*** Opening GIVEN RECORDS ***

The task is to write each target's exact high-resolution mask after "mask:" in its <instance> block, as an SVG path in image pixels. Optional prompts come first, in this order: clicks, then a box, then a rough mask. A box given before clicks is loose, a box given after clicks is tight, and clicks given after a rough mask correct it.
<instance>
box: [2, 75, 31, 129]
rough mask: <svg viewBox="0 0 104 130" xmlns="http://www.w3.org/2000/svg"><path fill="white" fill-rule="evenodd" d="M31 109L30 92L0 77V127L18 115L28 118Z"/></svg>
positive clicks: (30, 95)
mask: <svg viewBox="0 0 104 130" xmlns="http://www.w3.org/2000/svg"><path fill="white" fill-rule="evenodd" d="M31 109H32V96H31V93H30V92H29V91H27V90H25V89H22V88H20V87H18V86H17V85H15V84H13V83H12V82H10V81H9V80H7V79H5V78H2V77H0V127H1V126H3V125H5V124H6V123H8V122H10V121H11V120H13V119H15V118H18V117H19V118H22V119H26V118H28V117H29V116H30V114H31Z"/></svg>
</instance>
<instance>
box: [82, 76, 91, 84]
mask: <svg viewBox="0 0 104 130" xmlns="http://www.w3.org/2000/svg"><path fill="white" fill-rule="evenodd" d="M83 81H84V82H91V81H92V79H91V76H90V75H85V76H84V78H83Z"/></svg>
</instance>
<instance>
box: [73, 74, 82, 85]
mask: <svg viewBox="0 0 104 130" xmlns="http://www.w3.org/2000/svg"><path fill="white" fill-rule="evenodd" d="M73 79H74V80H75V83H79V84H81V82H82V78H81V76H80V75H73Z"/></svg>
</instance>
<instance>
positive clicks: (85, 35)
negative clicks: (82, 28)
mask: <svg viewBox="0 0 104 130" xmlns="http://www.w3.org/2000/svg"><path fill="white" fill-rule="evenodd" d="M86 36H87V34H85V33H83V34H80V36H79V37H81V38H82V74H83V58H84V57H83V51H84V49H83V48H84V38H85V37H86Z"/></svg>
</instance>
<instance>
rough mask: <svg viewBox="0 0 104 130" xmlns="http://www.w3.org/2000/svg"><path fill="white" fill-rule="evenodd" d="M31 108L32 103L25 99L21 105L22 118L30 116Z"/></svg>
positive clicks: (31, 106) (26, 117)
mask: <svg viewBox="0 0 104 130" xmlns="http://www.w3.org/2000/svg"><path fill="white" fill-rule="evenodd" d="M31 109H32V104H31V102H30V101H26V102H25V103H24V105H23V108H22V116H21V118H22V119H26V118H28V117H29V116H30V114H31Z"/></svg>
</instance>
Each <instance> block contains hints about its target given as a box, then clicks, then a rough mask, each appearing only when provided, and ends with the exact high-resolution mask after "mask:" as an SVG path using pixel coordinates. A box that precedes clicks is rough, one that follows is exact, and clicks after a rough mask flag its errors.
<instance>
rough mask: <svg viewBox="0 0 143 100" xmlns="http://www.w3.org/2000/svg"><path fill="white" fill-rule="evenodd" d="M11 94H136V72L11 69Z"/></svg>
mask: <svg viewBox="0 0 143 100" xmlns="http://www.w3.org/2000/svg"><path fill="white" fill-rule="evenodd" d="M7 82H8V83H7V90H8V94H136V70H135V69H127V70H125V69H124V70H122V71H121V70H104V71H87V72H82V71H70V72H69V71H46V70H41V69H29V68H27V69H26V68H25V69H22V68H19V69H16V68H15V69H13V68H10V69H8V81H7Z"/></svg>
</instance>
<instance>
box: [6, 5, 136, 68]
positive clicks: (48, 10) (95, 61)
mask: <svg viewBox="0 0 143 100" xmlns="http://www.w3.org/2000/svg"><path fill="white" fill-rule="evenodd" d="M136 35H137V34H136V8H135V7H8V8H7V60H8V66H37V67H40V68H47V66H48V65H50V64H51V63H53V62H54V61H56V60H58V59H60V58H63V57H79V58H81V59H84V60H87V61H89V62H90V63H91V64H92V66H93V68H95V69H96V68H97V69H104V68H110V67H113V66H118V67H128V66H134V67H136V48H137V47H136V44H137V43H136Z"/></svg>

*** Closing GIVEN RECORDS ***

Count the lines in the items above that contain the string "positive". Reply with the number alone.

4